§ **Exercise directions**
Repeat the entire listing below exactly.

§ **Data records**
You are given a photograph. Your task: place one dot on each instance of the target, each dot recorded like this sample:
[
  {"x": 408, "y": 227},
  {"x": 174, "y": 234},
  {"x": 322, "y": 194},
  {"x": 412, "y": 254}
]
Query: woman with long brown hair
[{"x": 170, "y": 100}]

§ **Finished task**
You are given a photograph. Your task: place one dot on each instance of the target, each dot recorded like this sample:
[
  {"x": 408, "y": 227},
  {"x": 174, "y": 234},
  {"x": 322, "y": 194},
  {"x": 412, "y": 254}
]
Query: woman with long brown hair
[{"x": 170, "y": 100}]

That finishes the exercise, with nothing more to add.